--- WHAT YOU HAVE TO DO ---
Quote the entries that follow exactly, leaving none out.

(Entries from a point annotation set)
-=-=-
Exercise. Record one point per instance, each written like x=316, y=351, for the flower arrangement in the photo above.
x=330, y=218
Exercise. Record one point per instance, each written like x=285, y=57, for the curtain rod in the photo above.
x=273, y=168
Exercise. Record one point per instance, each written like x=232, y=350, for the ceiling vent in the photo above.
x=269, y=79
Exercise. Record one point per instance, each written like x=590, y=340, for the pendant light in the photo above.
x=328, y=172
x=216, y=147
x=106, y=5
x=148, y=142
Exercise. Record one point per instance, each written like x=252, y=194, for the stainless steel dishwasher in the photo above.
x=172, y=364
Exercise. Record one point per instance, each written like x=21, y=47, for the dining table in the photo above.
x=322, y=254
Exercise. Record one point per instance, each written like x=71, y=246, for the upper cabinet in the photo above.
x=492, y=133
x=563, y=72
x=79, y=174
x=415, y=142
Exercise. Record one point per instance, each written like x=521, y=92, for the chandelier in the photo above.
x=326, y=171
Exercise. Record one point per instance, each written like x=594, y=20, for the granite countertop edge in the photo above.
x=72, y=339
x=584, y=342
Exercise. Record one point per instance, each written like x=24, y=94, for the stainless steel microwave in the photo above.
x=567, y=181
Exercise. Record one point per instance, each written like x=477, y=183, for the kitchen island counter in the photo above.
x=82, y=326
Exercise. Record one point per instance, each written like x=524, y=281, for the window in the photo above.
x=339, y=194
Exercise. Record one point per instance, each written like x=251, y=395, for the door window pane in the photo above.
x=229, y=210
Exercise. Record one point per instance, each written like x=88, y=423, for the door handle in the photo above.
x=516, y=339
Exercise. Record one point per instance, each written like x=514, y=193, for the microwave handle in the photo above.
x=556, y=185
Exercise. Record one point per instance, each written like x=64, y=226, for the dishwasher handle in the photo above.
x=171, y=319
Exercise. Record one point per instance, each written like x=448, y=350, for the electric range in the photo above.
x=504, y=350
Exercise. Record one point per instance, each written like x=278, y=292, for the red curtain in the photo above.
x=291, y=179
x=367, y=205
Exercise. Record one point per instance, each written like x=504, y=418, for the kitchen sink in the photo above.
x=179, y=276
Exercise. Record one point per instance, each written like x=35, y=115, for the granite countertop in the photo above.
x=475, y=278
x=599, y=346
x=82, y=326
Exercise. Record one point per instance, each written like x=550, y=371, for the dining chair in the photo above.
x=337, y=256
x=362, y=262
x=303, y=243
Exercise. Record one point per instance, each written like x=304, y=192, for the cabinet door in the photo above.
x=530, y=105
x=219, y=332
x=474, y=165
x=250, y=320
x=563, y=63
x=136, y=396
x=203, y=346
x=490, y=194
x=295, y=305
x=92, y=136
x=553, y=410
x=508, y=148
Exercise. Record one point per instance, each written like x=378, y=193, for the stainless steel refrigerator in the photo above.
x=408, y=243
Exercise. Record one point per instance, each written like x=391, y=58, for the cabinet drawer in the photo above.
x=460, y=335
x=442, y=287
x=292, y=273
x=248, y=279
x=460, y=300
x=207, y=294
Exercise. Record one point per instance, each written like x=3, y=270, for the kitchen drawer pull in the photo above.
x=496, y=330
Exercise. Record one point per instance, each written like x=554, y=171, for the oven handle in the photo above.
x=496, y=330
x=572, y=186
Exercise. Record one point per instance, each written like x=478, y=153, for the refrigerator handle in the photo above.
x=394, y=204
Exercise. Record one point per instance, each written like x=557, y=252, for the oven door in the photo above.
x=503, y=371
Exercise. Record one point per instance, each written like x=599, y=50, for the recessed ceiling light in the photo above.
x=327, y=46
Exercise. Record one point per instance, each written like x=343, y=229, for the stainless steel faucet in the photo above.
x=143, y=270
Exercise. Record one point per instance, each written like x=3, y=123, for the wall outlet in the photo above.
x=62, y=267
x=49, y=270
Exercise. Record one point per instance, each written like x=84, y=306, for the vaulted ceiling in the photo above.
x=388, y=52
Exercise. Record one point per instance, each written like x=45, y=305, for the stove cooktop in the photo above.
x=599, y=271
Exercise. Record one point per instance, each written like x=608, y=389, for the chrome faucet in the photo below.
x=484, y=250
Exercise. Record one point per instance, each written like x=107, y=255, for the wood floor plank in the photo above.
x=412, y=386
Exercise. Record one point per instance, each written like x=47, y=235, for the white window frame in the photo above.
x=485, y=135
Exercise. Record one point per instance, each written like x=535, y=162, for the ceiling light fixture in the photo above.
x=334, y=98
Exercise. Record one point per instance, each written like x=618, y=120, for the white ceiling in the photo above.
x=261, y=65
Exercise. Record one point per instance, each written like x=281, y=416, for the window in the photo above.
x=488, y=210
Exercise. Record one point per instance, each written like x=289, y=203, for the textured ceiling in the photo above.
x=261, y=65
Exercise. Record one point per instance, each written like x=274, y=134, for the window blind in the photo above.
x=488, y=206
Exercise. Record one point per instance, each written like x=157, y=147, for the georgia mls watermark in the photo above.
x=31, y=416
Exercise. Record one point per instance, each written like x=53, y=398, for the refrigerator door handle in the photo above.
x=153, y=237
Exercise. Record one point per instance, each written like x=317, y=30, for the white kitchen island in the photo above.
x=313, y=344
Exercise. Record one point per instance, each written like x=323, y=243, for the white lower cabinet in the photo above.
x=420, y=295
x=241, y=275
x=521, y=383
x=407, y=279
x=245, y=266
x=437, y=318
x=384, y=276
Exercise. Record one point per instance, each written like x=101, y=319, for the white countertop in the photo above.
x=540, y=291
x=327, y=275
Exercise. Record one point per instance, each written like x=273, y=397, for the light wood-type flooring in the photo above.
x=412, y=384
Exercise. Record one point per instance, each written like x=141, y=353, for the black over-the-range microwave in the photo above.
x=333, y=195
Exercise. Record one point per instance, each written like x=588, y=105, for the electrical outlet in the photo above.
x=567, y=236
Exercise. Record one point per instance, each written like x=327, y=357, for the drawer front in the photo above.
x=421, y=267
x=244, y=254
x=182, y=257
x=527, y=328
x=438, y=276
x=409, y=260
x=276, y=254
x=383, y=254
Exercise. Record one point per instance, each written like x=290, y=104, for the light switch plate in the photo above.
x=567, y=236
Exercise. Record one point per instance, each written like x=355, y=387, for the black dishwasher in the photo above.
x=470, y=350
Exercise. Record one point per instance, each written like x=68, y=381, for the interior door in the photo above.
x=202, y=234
-=-=-
--- TASK RESPONSE ---
Exercise. Record one point per instance, each written like x=316, y=351, for the flower arrangement in the photo above.
x=330, y=218
Exercise. Record one point per instance, each written like x=285, y=57, for the curtain rod in the photo above.
x=273, y=168
Exercise. Record one point per instance, each written like x=232, y=350, for the ceiling vent in the photo above.
x=269, y=79
Exercise. Record one point per instance, each written like x=590, y=340, for the pendant light in the photo above.
x=328, y=172
x=216, y=147
x=106, y=5
x=148, y=142
Exercise. Record one point per instance, each written like x=252, y=194, for the stainless steel dishwasher in the photo above.
x=172, y=364
Exercise. Record one point per instance, each written like x=21, y=47, for the dining table in the photo above.
x=322, y=254
Exercise. Record one point per instance, each written like x=71, y=246, for the upper cabinet in the photo above.
x=492, y=133
x=563, y=72
x=79, y=174
x=415, y=142
Exercise. Record one point per instance, each written like x=521, y=92, for the chandelier in the photo above.
x=326, y=171
Exercise. Record one point per instance, each written like x=594, y=20, for the granite countertop edge in the photo above.
x=72, y=339
x=584, y=342
Exercise. Record one point per instance, each written like x=24, y=94, for the stainless steel microwave in the photo above.
x=567, y=181
Exercise. Record one point per instance, each written like x=477, y=183, for the kitchen island counter in the photo above.
x=82, y=326
Exercise. Record one point per instance, each written like x=524, y=281, for the window in the photo above.
x=339, y=194
Exercise. Record one point per instance, each written like x=251, y=395, for the door window pane in the photo above.
x=229, y=210
Exercise. Record one point per instance, each written like x=88, y=423, for the door handle in the photo above.
x=516, y=339
Exercise. Record one point per instance, each written like x=514, y=193, for the microwave handle in the photo above.
x=556, y=185
Exercise. Record one point per instance, each written like x=64, y=226, for the dishwasher handle in the photo above.
x=171, y=319
Exercise. Record one point per instance, each written like x=448, y=350, for the electric range in the photo above.
x=504, y=350
Exercise. Record one point per instance, each written like x=278, y=292, for the red curtain in the photo above.
x=291, y=179
x=367, y=205
Exercise. Record one point per instance, each written like x=504, y=418, for the kitchen sink in the photo above.
x=179, y=276
Exercise. Record one point per instance, each written like x=35, y=115, for the granite countertop in the photo above.
x=475, y=278
x=599, y=346
x=82, y=326
Exercise. Record one point per instance, each written like x=550, y=371, for the dining chair in the photo above.
x=337, y=256
x=362, y=262
x=303, y=243
Exercise. Record one point per instance, each written like x=304, y=192, for the cabinet door in the photo above.
x=530, y=105
x=219, y=332
x=474, y=165
x=250, y=320
x=563, y=63
x=136, y=396
x=203, y=346
x=490, y=194
x=295, y=305
x=92, y=136
x=553, y=410
x=508, y=148
Exercise. Record one point per instance, each written like x=378, y=193, for the stainless steel refrigerator in the photo above.
x=408, y=243
Exercise. Record one point per instance, each written like x=391, y=58, for the cabinet drawer in the photo above.
x=460, y=335
x=442, y=287
x=292, y=273
x=248, y=279
x=460, y=300
x=207, y=294
Exercise. Record one point per instance, each written like x=3, y=270, for the kitchen drawer pull in the photo above.
x=496, y=330
Exercise. Record one point per instance, each written like x=554, y=171, for the oven handle in the photo above.
x=496, y=330
x=572, y=186
Exercise. Record one point per instance, each written like x=478, y=153, for the refrigerator handle in the photo above.
x=394, y=204
Exercise. Record one point per instance, each written like x=557, y=252, for the oven door in the photo above.
x=503, y=371
Exercise. Record one point per instance, each written like x=599, y=50, for the recessed ceiling light in the photo above.
x=327, y=46
Exercise. Record one point per instance, each written like x=343, y=229, for the stainless steel faucet in the photo above.
x=143, y=270
Exercise. Record one point per instance, each written like x=3, y=123, for the wall outlet in the photo above.
x=62, y=267
x=49, y=270
Exercise. Record one point per instance, each written like x=84, y=306, for the vaulted ceiling in the photo above.
x=388, y=52
Exercise. Record one point per instance, each written like x=45, y=305, for the stove cooktop in the photo above.
x=599, y=271
Exercise. Record one point per instance, each written like x=608, y=389, for the chrome faucet in the photo below.
x=484, y=250
Exercise. Record one point per instance, each written like x=107, y=255, for the wood floor plank in the photo above.
x=412, y=386
Exercise. Record one point per instance, each written like x=47, y=235, for the white window frame in the photo above.
x=485, y=135
Exercise. Record one point per instance, each written like x=535, y=162, for the ceiling light fixture in the photo above.
x=334, y=98
Exercise. Record one point per instance, each written like x=618, y=120, for the white ceiling in the photo above.
x=261, y=65
Exercise. Record one point per instance, each written like x=281, y=416, for the window in the photo above.
x=488, y=210
Exercise. Record one point per instance, each written like x=289, y=203, for the textured ceiling in the photo above.
x=261, y=65
Exercise. Record one point per instance, each written like x=274, y=134, for the window blind in the photo above.
x=488, y=206
Exercise. Record one point per instance, each written like x=157, y=147, for the georgia mls watermark in the photo above.
x=31, y=416
Exercise. Record one point per instance, each written like x=53, y=398, for the refrigerator door handle in the photo above.
x=153, y=237
Exercise. Record one point per instance, each written like x=317, y=30, for the white kitchen island in the photo above.
x=313, y=344
Exercise. Record one point per instance, each written like x=323, y=243, for the white lower cabinet in the photo above.
x=420, y=295
x=241, y=275
x=521, y=383
x=407, y=279
x=245, y=266
x=437, y=318
x=384, y=276
Exercise. Record one point per instance, each written like x=101, y=319, for the white countertop in the photo above.
x=540, y=291
x=327, y=275
Exercise. Record one point per instance, each written like x=273, y=397, for the light wood-type flooring in the photo above.
x=412, y=384
Exercise. Record one point per instance, each written like x=141, y=353, for the black over-the-range microwave in the photo above.
x=333, y=195
Exercise. Record one point per instance, each written like x=588, y=105, for the electrical outlet in the photo above.
x=567, y=236
Exercise. Record one point per instance, each written like x=327, y=357, for the drawer front in the photo above.
x=421, y=267
x=244, y=254
x=182, y=257
x=527, y=328
x=438, y=276
x=409, y=260
x=276, y=254
x=383, y=254
Exercise. Record one point per instance, each written like x=290, y=104, for the light switch plate in the photo above.
x=567, y=236
Exercise. Record one point per instance, each written like x=355, y=387, for the black dishwasher in the photo above.
x=470, y=350
Exercise. Record one point per instance, each written like x=68, y=381, for the interior door in the photo above.
x=202, y=234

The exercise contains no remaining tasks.